● **TASK DETAILS**
Extract every line of the records that contains the word "window" and list those lines.
--- start of LISTING ---
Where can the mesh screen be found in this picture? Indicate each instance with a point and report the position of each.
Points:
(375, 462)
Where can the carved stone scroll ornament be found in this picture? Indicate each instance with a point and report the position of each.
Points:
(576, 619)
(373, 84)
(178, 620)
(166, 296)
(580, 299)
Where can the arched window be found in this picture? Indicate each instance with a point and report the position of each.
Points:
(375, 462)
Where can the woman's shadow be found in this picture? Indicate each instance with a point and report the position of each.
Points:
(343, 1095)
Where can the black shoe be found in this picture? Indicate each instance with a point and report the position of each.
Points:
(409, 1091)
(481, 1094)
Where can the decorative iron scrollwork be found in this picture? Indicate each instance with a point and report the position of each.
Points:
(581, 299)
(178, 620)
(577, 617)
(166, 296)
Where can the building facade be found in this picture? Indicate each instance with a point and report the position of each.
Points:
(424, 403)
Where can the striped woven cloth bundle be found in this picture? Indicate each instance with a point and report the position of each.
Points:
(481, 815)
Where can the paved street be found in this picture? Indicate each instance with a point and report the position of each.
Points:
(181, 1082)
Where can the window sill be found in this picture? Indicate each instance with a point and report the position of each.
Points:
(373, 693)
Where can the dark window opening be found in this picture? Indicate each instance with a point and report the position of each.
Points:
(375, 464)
--- end of LISTING ---
--- start of LISTING ---
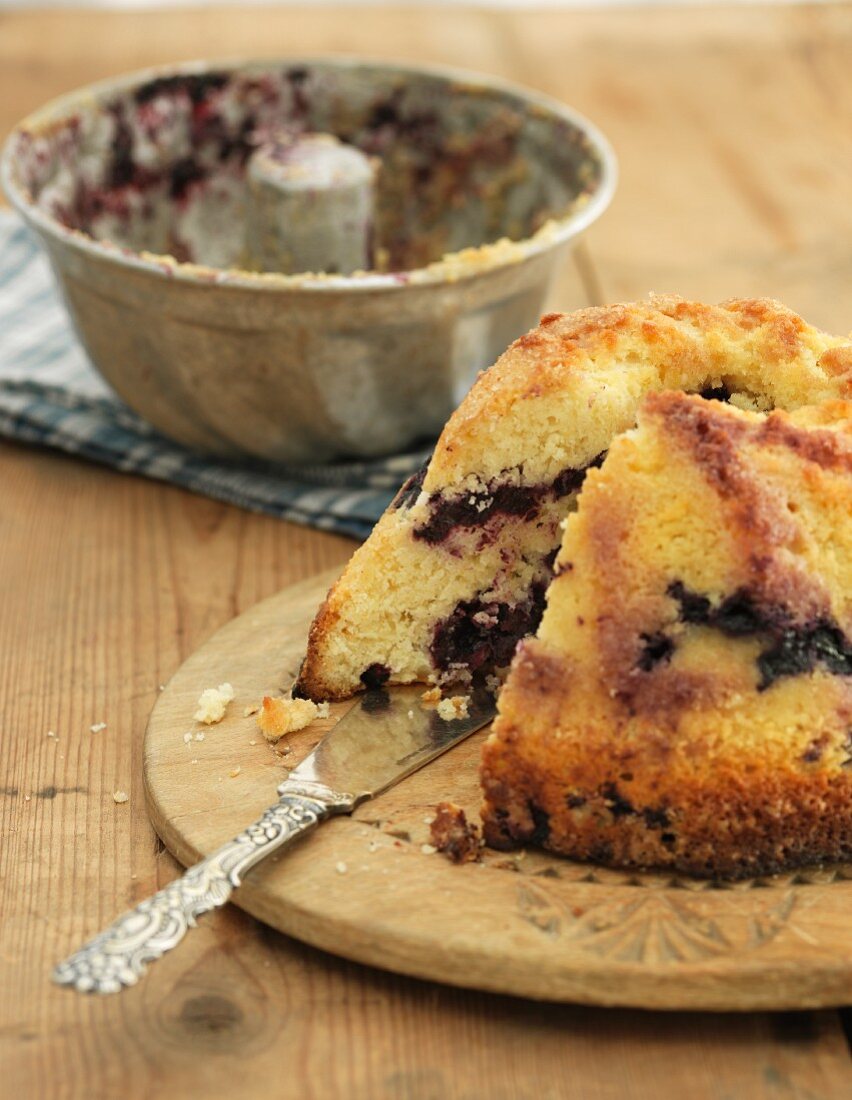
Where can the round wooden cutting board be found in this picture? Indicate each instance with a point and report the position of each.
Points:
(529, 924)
--- end of LISTING ---
--- start of LISTING ---
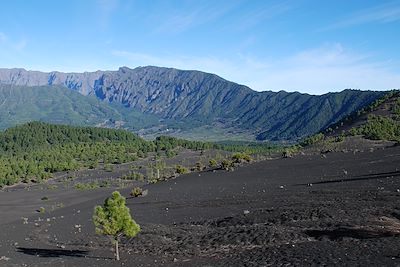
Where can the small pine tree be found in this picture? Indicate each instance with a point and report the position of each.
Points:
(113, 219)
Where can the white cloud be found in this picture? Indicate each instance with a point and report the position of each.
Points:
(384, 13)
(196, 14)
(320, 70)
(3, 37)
--- end of LISTING ---
● **REPLY TO THE EXERCISE**
Where can the arched window be found in this picture? Indicate each instance with a point and report the position of each.
Where can the window sill be found in this picture? Indicate each instance with a point and report the position of each.
Where can the dark window opening be found in this picture? Indicate each instance with a point and report the position of each.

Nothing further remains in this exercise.